Tugas:
Kumpulkan setiap baris di bawah ini yang memuat kata "reflection", dengan membedakan huruf besar dan huruf kecil.

Entri Hasil Ekstraksi:
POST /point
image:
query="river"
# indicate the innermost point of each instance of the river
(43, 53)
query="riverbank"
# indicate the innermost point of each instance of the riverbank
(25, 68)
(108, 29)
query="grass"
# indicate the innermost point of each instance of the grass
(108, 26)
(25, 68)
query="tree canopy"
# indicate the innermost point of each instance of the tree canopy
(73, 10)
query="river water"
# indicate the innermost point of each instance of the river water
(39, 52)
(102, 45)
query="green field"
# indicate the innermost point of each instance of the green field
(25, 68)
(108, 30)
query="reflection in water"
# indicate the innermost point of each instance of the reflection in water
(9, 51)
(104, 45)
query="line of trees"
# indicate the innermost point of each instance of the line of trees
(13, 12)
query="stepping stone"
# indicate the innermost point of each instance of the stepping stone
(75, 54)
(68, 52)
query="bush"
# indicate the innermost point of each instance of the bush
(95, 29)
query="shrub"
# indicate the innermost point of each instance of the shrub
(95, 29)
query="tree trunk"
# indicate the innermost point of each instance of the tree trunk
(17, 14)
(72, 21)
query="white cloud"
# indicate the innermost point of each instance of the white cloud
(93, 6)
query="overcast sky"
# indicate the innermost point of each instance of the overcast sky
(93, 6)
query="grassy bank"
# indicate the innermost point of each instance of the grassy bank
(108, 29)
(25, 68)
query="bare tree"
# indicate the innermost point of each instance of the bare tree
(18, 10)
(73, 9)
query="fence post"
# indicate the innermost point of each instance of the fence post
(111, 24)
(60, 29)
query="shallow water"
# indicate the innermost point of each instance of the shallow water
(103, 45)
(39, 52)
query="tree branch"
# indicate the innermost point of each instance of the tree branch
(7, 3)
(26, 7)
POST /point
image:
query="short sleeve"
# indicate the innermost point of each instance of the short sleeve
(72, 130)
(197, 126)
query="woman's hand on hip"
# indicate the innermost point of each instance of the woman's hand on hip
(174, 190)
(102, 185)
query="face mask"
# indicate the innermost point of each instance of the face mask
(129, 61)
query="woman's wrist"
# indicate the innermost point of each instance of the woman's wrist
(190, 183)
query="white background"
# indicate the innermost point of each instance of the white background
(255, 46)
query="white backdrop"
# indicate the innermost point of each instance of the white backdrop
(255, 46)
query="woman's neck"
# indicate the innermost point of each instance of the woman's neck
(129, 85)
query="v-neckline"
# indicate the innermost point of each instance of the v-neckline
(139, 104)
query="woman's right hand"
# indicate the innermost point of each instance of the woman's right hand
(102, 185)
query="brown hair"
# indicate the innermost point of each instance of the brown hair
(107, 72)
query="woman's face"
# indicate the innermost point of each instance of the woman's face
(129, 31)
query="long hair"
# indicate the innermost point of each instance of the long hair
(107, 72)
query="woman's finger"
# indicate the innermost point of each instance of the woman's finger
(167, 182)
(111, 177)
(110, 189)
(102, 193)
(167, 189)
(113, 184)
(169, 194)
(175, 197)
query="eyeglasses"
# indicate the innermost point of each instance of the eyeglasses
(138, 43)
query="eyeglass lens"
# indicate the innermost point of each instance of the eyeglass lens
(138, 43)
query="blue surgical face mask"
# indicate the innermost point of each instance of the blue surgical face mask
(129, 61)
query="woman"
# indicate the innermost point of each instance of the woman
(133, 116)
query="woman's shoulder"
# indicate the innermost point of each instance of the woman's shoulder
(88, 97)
...
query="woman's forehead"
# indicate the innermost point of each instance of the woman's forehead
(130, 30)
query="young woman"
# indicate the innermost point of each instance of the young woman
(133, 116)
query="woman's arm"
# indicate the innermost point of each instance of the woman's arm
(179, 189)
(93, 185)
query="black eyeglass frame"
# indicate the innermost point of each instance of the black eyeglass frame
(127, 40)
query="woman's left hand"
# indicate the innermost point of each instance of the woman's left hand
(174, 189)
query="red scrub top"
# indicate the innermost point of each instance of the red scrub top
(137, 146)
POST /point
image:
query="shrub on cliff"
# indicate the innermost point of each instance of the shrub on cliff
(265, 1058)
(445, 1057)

Hasil:
query="reflection in water"
# indicate the innermost point of each instance of the reflection in water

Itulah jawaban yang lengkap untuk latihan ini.